Could you write out, word for word, the lines among the items below, beginning at the line that contains "For the dataset, tag each instance of the green leaf" and stopping after the line that contains "Query: green leaf"?
------
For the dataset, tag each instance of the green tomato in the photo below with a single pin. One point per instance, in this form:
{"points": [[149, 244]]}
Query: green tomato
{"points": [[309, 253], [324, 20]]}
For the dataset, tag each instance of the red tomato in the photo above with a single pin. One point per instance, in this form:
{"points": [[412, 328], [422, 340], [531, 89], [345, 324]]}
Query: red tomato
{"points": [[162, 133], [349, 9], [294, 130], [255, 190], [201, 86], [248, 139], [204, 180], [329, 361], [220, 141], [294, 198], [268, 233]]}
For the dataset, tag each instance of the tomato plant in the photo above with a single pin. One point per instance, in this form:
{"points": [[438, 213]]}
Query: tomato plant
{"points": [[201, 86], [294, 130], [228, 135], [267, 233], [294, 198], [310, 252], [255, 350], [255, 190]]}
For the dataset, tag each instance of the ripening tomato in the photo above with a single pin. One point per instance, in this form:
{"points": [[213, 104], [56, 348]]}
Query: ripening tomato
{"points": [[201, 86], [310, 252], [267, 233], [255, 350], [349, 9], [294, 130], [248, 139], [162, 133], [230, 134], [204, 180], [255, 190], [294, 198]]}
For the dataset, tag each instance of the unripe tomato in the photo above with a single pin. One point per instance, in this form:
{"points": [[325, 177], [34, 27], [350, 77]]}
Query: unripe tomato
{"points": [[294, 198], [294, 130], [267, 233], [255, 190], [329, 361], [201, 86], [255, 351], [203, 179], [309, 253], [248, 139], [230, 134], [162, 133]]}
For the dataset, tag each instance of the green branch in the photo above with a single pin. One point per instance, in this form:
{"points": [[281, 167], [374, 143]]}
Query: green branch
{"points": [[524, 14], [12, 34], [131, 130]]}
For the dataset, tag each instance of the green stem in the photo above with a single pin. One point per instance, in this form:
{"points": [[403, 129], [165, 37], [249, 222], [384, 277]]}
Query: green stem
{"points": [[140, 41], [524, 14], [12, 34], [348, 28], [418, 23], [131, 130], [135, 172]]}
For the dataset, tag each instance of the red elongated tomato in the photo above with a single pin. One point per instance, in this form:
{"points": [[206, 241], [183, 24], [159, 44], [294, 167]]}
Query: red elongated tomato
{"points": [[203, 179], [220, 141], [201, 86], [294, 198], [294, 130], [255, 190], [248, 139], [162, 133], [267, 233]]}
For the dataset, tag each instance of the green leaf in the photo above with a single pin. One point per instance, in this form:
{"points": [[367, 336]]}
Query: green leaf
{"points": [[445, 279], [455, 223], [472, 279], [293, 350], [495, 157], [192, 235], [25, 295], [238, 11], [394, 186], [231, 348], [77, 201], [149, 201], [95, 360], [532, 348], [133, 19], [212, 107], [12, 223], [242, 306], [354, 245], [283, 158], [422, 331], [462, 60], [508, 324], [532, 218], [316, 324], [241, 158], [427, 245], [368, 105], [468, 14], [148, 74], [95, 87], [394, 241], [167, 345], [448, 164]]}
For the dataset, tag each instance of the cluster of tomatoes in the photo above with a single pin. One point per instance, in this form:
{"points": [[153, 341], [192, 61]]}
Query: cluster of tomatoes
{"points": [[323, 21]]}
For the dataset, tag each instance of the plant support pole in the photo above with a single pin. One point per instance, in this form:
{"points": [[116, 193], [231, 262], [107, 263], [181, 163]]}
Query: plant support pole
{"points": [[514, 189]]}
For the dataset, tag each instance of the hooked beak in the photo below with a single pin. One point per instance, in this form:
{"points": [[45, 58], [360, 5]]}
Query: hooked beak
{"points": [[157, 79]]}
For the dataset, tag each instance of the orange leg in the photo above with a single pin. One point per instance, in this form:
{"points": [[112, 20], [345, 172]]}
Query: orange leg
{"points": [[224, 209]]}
------
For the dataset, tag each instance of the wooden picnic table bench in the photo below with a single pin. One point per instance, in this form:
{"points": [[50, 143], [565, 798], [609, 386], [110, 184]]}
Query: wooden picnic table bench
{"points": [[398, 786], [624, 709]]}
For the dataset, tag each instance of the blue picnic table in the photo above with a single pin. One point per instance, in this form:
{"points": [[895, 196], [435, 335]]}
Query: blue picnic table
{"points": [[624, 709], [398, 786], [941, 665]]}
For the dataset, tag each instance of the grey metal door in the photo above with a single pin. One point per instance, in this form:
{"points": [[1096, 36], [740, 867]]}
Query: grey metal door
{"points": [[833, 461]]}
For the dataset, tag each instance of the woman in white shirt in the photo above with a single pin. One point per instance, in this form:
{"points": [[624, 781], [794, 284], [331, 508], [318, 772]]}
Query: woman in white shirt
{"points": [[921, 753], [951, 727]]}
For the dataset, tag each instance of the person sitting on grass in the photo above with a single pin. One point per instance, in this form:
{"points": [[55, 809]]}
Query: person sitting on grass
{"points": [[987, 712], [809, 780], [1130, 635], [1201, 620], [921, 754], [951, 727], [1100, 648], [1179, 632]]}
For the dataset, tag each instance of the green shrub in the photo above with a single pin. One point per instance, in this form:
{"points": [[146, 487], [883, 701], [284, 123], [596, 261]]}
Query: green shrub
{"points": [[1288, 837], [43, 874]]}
------
■ REPLY ■
For the dataset, tag each instance of the green leaf in the photo above with a single pin. One point per instance, in this form:
{"points": [[367, 336]]}
Query: green leaf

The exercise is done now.